**Exercise brief**: All of the entries should be returned without a single change.

**Supplied data**:
====================

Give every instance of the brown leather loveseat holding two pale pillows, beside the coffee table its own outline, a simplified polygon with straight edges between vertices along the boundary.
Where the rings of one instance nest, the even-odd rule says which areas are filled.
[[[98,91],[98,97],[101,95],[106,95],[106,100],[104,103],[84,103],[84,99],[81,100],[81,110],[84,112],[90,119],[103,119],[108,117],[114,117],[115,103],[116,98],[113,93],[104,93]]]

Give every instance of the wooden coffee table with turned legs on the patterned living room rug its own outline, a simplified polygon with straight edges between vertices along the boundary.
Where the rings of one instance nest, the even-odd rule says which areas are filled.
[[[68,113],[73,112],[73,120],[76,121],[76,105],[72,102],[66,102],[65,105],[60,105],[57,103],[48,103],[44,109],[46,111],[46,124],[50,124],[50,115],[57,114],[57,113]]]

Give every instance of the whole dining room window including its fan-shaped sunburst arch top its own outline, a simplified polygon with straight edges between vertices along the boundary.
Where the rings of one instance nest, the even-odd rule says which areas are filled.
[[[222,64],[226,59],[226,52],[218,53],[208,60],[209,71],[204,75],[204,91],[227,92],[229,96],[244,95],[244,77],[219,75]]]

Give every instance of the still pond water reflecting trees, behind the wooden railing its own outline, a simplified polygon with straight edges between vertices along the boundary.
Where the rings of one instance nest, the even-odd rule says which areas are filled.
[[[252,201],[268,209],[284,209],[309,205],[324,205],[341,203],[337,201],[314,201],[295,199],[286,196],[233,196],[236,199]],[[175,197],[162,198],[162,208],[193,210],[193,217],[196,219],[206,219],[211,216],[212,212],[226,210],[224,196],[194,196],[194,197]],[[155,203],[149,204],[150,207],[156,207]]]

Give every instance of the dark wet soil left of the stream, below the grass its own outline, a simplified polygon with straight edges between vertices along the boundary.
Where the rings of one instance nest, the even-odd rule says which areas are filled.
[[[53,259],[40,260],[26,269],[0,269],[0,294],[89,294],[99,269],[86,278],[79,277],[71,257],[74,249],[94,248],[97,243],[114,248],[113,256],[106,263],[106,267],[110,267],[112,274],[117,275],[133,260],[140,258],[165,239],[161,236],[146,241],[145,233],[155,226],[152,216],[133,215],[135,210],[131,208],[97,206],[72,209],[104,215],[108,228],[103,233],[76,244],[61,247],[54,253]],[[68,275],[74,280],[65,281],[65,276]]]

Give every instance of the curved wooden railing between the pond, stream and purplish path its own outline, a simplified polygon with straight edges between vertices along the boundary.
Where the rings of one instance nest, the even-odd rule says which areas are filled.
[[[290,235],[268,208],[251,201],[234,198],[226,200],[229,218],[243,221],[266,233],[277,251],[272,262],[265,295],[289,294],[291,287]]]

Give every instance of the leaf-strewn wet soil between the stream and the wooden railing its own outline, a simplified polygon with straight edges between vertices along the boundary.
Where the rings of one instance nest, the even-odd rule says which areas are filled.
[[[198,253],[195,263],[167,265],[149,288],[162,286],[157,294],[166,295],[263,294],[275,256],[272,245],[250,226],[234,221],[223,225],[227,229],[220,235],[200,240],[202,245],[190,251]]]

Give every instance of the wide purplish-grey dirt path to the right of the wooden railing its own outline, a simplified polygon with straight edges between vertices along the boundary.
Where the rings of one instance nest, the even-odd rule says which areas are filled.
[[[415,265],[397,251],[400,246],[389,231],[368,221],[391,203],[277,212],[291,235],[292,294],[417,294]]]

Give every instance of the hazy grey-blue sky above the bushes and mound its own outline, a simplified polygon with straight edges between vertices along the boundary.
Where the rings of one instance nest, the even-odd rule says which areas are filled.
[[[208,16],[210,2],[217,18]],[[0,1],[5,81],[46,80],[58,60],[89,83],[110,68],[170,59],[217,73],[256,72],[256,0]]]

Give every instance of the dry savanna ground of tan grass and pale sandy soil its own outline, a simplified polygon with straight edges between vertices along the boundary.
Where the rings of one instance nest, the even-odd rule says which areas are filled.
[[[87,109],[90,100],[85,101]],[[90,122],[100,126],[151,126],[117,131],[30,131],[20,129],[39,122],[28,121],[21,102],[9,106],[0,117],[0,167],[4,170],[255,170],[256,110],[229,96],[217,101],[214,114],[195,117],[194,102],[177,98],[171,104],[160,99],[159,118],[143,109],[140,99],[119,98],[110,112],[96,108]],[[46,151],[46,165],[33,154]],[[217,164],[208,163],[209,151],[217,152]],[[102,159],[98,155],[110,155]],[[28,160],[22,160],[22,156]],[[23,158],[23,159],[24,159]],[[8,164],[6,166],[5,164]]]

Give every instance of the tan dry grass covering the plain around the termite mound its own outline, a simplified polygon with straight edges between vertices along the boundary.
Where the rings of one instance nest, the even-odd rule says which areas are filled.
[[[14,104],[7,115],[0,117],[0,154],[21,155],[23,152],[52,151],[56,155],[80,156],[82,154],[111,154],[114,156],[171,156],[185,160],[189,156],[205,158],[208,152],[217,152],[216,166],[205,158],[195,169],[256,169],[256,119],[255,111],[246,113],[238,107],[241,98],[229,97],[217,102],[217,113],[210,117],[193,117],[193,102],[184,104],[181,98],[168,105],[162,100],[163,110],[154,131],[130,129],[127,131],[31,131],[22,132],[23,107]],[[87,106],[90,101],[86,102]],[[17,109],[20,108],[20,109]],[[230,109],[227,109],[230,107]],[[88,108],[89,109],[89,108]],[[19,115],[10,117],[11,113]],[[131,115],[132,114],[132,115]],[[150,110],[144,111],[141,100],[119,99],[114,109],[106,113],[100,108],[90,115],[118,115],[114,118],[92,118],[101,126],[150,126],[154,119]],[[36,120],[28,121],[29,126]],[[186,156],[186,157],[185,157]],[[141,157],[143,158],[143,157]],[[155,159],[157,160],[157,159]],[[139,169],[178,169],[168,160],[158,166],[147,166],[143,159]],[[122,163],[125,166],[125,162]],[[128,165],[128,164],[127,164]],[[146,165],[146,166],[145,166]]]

====================

**Reply**:
Give every instance of the brown leather loveseat holding two pale pillows, beside the coffee table its own outline, a simplified polygon with straight edges between vertices along the boundary.
Where the rings of one instance nest, the even-odd rule says which areas are filled.
[[[98,91],[98,97],[101,95],[106,95],[106,100],[104,103],[84,103],[84,99],[81,100],[81,110],[84,112],[90,119],[103,119],[108,117],[114,117],[115,103],[116,98],[113,93],[104,93]]]

Give every instance of the wooden coffee table with turned legs on the patterned living room rug its own outline, a simplified polygon with straight edges between vertices along the boundary.
Where the rings of one instance nest, the even-odd rule says which areas are filled.
[[[68,113],[73,112],[73,120],[76,121],[76,105],[72,102],[66,102],[65,105],[60,105],[57,103],[48,103],[44,109],[46,111],[46,124],[50,124],[50,115],[57,114],[57,113]]]

Give every instance of the whole dining room window including its fan-shaped sunburst arch top its own outline, a simplified polygon with straight edges between vertices along the boundary.
Where the rings of one instance nest, the even-odd rule says which areas are filled.
[[[222,64],[226,59],[226,52],[218,53],[208,60],[209,71],[204,75],[204,91],[227,92],[229,96],[244,95],[244,77],[219,75]]]

Give every instance of the still pond water reflecting trees, behind the wooden railing its own outline, a simplified polygon with straight edges between vertices along the boundary.
Where the rings of one instance nest, the even-odd rule says which areas are filled.
[[[252,201],[268,209],[284,209],[309,205],[324,205],[341,203],[337,201],[314,201],[295,199],[286,196],[233,196],[236,199]],[[175,197],[162,198],[162,208],[193,210],[193,217],[196,219],[206,219],[211,216],[212,212],[226,210],[224,196],[194,196],[194,197]],[[155,203],[149,204],[150,207],[156,207]]]

Give every instance of the dark wet soil left of the stream, below the grass its own outline, a simplified polygon with straight edges between vertices along the boundary.
Where the rings of one instance nest, the even-odd rule says which areas are filled.
[[[53,259],[40,260],[26,269],[0,269],[0,294],[89,294],[99,269],[86,278],[79,277],[71,257],[74,249],[94,248],[97,243],[114,248],[113,256],[106,263],[106,267],[110,267],[112,274],[117,275],[133,260],[140,258],[165,239],[161,236],[146,241],[145,233],[155,226],[152,216],[133,215],[135,210],[131,208],[97,206],[72,209],[104,215],[108,228],[103,233],[76,244],[61,247],[54,253]],[[68,275],[74,280],[65,281],[65,276]]]

Give every instance of the curved wooden railing between the pond, stream and purplish path its own outline, a simplified polygon with straight edges between vertices along the boundary.
Where the rings of one instance nest, the even-odd rule says which areas are filled.
[[[290,235],[268,208],[251,201],[234,198],[226,200],[229,218],[243,221],[266,233],[277,251],[272,262],[265,295],[289,294],[291,287]]]

Give every instance of the leaf-strewn wet soil between the stream and the wooden railing its own outline, a simplified polygon with straight edges between vertices along the boundary.
Where the rings of one instance nest, the even-odd rule says which areas are filled.
[[[198,253],[195,263],[167,265],[149,288],[162,286],[157,294],[166,295],[263,294],[275,256],[272,245],[250,226],[234,221],[223,225],[227,229],[220,235],[200,240],[202,245],[190,251]]]

Give every instance of the wide purplish-grey dirt path to the right of the wooden railing its own outline, a simplified polygon with straight edges between vertices along the boundary.
Where the rings of one instance nest, the even-odd rule says which areas are filled.
[[[415,265],[397,251],[400,246],[389,231],[368,221],[391,203],[277,212],[291,235],[292,294],[417,294]]]

Give every instance of the hazy grey-blue sky above the bushes and mound its own outline, a simplified polygon with straight edges between vertices along the boundary.
Where the rings of one instance nest, the even-odd rule says which areas are filled.
[[[208,16],[210,2],[217,18]],[[0,1],[5,81],[46,80],[58,60],[89,83],[110,68],[170,59],[217,73],[256,72],[256,0]]]

Give every instance of the dry savanna ground of tan grass and pale sandy soil its own outline, a simplified polygon with straight edges between vertices along the boundary.
Where the rings of one instance nest, the even-odd rule says which areas are filled.
[[[87,109],[90,100],[85,101]],[[90,122],[100,126],[151,126],[117,131],[30,131],[20,129],[39,122],[28,121],[21,102],[9,106],[0,117],[0,167],[4,170],[255,170],[256,110],[229,96],[217,101],[214,114],[195,117],[194,102],[177,98],[171,104],[160,99],[159,118],[143,109],[140,99],[119,98],[110,112],[96,108]],[[46,151],[46,165],[33,154]],[[217,164],[208,163],[209,151],[217,152]],[[102,159],[98,155],[110,155]],[[28,160],[22,160],[22,156]],[[23,158],[23,159],[24,159]],[[8,164],[6,166],[5,164]]]

Give every instance of the tan dry grass covering the plain around the termite mound its own outline, a simplified polygon with straight edges between vertices along the boundary.
Where the rings of one instance nest, the even-odd rule says which areas are filled.
[[[14,104],[7,115],[0,117],[0,154],[21,155],[23,152],[52,151],[56,155],[80,156],[82,154],[111,154],[114,156],[171,156],[185,160],[189,156],[205,158],[208,152],[217,152],[216,166],[205,158],[195,169],[256,169],[256,119],[255,111],[246,113],[238,107],[241,98],[229,97],[217,102],[217,113],[210,117],[193,117],[193,102],[184,104],[181,98],[168,105],[162,100],[163,110],[154,131],[130,129],[127,131],[31,131],[22,132],[23,107]],[[87,106],[90,101],[86,102]],[[17,109],[20,108],[20,109]],[[230,109],[227,109],[230,107]],[[88,108],[89,109],[89,108]],[[19,115],[10,117],[11,113]],[[131,115],[132,114],[132,115]],[[150,110],[144,111],[141,100],[119,99],[114,109],[106,113],[100,108],[90,115],[118,115],[114,118],[92,118],[101,126],[150,126],[154,119]],[[36,120],[28,121],[29,126]],[[186,156],[186,157],[185,157]],[[141,157],[143,158],[143,157]],[[155,159],[157,160],[157,159]],[[139,169],[178,169],[168,160],[158,166],[147,166],[143,159]],[[122,163],[125,166],[125,162]],[[128,165],[128,164],[127,164]],[[146,165],[146,166],[145,166]]]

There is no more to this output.